NED – I’m Not That Into Him (Update #25)

 

A couple of weeks ago, I shared with a community of fellow cancer patients that I had another round of good scans (that makes an 8+ years since I was diagnosed). Amidst all the cheers and posts of support, someone politely asked, “but are you NED?”

NED is an acronym for “no evidence of disease,” and it’s the holy grail for most Stage IV cancer patients. Since “cured” is, by definition, off the table for Stage IV patients, NED seems like the next best thing. We all want NED. I have a friend who, having achieved NED after a particularly treacherous journey, threw a party featuring a blowup doll officially christened “Ned.”

But, NED isn’t always all he’s (it’s) cracked up to be.

An oncologist tried to explain this to me once. It was about a year after my diagnosis, and my scans were looking good, but still showed a few stubborn nodules. I felt desperate to get them out and get to NED. I channeled Lady Macbeth, pacing in the exam room thinking, “Out, damn spot(s)! Out, I say!” My oncologist tried to reassure me, “Lisa, a lot of patients get hung up on ‘NED,’ but there’s not necessarily a correlation between achieving NED and survival time. You’re doing great. Don’t worry about it.” 

Stupid, patronizing, doc, I thought – what did they know anyway? I mean, yeah, they were a genius chief of thoracic oncology at one of the top research hospitals in the world who’d treated hundreds of patients over decades. But I’d been at this for, like, MONTHS, now, and I knew I wanted, ney, needed, NED. Sexy, sexy, NED.

​​But of course, the doc knew what they were talking about. I’ve never fully gotten rid of my spots. Every single scan report I get mentions them. But – knock wood – I’m still here and doing remarkably well. Meanwhile, I’ve seen so many patients come up after me, achieve the prized NED, and then experience a drastic recurrence, sometimes dying just months later.

————————

TASKS TO CARRY OUT:
#1 Using the NED post, decide whether each of the following statements agrees with it. Answer yes or no for each, quoting the words that decide it. (a) The oncologist said that reaching NED is closely linked to surviving longer. (b) The spots seen on the scans have never fully gone away. (c) The news about the good scans was shared with a community of fellow cancer patients.
#2 Please continue the post about NED from the point where it stops.

————————

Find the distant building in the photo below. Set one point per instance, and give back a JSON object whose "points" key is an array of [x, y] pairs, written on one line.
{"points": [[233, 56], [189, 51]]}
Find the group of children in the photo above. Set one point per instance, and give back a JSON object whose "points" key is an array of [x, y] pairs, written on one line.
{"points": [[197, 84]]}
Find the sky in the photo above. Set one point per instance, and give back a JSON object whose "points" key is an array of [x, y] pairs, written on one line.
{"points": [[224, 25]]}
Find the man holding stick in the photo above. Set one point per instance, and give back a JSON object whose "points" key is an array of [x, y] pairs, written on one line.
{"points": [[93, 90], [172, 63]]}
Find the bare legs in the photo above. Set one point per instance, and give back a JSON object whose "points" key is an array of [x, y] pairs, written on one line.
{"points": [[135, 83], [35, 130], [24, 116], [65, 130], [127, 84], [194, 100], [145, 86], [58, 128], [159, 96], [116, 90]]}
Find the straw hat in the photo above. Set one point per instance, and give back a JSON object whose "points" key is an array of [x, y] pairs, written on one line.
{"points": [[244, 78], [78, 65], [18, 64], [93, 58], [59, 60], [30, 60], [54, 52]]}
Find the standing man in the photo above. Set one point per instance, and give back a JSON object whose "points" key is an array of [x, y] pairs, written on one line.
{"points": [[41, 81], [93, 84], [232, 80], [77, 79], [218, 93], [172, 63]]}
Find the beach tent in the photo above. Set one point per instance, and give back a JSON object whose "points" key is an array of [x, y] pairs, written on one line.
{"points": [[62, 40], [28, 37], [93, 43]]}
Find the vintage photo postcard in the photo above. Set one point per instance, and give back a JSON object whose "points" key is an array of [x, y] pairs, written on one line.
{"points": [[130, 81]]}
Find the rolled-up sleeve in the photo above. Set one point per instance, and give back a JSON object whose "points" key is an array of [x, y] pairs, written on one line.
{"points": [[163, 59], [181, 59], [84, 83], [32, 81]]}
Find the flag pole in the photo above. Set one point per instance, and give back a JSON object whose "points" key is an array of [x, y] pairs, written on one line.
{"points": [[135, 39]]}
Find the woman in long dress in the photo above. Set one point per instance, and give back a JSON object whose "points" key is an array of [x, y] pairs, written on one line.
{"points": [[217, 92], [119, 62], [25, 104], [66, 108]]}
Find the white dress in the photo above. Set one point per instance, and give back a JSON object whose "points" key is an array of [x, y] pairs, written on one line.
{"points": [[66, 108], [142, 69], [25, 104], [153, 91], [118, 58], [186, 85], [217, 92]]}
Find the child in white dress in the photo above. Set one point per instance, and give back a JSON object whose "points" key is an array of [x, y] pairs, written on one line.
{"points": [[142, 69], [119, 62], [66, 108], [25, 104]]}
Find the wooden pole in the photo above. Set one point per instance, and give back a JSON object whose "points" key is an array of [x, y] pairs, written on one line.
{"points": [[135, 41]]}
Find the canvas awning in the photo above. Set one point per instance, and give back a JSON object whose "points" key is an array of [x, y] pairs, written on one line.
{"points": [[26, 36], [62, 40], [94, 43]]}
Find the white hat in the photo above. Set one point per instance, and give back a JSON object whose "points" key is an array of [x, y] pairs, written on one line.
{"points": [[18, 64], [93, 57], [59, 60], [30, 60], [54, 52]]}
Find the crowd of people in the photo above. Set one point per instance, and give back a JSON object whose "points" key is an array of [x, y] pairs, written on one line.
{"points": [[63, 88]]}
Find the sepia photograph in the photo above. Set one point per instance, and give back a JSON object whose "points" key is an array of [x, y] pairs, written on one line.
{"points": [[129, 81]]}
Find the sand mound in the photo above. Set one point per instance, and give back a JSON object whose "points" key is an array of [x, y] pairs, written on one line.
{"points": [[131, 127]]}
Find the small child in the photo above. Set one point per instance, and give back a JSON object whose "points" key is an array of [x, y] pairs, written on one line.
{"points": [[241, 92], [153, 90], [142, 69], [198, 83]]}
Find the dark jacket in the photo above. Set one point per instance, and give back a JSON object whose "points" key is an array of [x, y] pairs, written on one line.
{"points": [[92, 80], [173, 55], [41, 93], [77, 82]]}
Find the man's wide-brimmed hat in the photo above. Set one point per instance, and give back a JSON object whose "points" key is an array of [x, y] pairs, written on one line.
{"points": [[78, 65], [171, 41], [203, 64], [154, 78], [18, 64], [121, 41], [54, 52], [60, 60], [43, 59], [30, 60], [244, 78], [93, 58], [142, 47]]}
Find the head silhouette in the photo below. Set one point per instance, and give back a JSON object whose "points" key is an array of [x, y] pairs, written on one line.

————————

EXERCISE RESPONSES:
#1
(a) No: "there’s not necessarily a correlation between achieving NED and survival time."
(b) Yes: "I’ve never fully gotten rid of my spots."
(c) Yes: "I shared with a community of fellow cancer patients that I had another round of good scans"

#2
How is it possible that someone like me, with visible spots, can fare better than someone who is NED (no visible spots)? Well, cancer cells are microscopic; scans can only detect them when millions of them have collected and grown to a few millimeters or more. So, just because cancer isn’t evident on a scan, doesn’t mean it’s not there. And, it turns out that some spots can stay stable for years (or might even be something non-cancerous like scar tissue), while other spots can mushroom from undetectably microscopic to life-threatening in a matter of weeks. Achieving NED for a snapshot in time is not a reliable indicator of whether a patient’s spots fall into the former category or the latter. Sexy NED, it seems, can be an unpredictable bastard.

So, sure, it’d still be lovely to have perfectly clean scan reports. But, I’ll take thriving for 8+ years with imperfect reports over an unreliable NED any day. I’m a grown ass lady who’s doing pretty well alongside her damn spots. I’m just not that into NED anymore. I’m doing fine without him.